= The exercise =
Locate each line in the material below that contains the string "column", and copy those lines out in full.

= Given information =
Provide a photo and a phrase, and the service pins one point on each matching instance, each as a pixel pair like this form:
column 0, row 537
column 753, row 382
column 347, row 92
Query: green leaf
* * *
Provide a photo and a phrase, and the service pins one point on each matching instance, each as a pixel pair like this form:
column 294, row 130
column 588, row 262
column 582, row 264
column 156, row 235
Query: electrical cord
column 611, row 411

= Written answer =
column 0, row 537
column 753, row 382
column 347, row 92
column 294, row 130
column 588, row 262
column 582, row 264
column 156, row 235
column 611, row 411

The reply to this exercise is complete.